*Task instructions*.
Once you have reviewed the listing below, restate it word for word.
-*-*-
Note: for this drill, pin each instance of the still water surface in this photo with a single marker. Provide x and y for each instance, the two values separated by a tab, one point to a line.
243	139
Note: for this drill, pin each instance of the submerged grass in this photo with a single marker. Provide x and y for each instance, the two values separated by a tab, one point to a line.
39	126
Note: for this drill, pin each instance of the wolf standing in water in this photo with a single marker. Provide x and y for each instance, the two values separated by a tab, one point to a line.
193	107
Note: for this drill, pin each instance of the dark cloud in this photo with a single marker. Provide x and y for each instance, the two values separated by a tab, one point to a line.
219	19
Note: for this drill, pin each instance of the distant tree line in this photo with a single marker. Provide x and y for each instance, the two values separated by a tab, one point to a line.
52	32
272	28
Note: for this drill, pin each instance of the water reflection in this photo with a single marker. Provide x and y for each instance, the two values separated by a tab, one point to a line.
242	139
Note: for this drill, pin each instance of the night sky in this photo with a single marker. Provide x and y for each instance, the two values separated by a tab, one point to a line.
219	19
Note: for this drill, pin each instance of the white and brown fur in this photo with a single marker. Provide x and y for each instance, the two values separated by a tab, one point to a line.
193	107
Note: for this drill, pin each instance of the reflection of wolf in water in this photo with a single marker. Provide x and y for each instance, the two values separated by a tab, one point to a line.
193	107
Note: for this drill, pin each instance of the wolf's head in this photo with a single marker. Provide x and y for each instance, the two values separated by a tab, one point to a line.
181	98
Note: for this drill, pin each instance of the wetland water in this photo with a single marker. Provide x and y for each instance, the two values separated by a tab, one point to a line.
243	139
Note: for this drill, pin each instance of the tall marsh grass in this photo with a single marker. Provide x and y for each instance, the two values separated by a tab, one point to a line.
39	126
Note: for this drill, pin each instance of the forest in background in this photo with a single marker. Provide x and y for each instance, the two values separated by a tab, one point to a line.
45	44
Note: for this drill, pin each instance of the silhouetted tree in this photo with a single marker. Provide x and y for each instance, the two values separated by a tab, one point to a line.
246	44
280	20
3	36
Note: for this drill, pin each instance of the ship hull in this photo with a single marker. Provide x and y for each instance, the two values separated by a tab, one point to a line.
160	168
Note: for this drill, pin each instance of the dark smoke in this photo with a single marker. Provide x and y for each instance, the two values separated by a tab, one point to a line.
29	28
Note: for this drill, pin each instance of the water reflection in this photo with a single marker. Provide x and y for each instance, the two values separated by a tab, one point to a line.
-*-*-
*Answer box*.
Note: for this drill, pin each instance of the still water surface in this photo with a single marker. Provide x and y for each instance, the two values separated by a tab, one point to a line.
243	139
Note: for this drill, pin each instance of the submerged grass in this photo with a single marker. Provide x and y for each instance, the two values separated by a tab, one point to a line.
39	126
Note: for this drill, pin each instance of the wolf standing in water in this photo with a single marker. Provide x and y for each instance, the two values separated by a tab, one point to a line.
193	107
Note: for this drill, pin each instance of the dark cloud in this photo with a single marker. Provide x and y for each instance, the two values separated by a tab, one point to a line.
219	19
Note: for this drill, pin each instance of the distant tree line in this photo with a single marker. Provide x and y for each instance, the two values separated by a tab, one point to a line.
52	32
272	28
Note: for this drill, pin each instance of the water reflection in this photo with a single marker. Provide x and y for each instance, the two values separated by a tab, one point to a line.
242	139
Note: for this drill, pin each instance of the night sky in this photo with a single marker. Provide x and y for each instance, the two values separated by a tab, one point to a line.
219	19
Note: for this drill, pin each instance of the white and brown fur in this photo with a single marker. Provide x and y for each instance, the two values separated by a tab, one point to a line.
193	107
Note: for this drill, pin each instance of the reflection of wolf in water in this photo with a single marker. Provide x and y for each instance, the two values separated by a tab, one point to a line.
193	107
Note: for this drill, pin each instance of the wolf's head in this photo with a single marker. Provide x and y for each instance, the two values separated by a tab, one point to a line.
181	98
Note: for this drill, pin each instance of the wetland water in this photo with a single marker. Provide x and y for each instance, the two values separated by a tab, one point to a line.
243	139
Note: for this drill, pin each instance of the tall marsh grass in this photo with a single marker. Provide x and y for each instance, the two values separated by a tab, one point to a line.
39	126
Note: for this drill, pin each instance of the forest in background in this photo with a single marker. Provide x and y for each instance, the two values separated by a tab, one point to a line.
45	44
Note: for this drill, pin each instance of the silhouetted tree in this photo with a single marker. Provide x and y for each instance, the two values separated by a tab, one point to a line.
246	44
280	20
3	36
Note: for this drill, pin each instance of the ship hull in this photo with a single marker. Provide x and y for each instance, the two values separated by a tab, one point to a line.
160	168
Note: for this drill, pin each instance of the dark smoke in this photo with a single marker. Provide x and y for each instance, the two values separated by a tab, one point to a line.
29	28
Note: for this drill, pin each instance of the water reflection in this photo with a single marker. Provide x and y for each instance, the two values separated by a tab, one point to a line.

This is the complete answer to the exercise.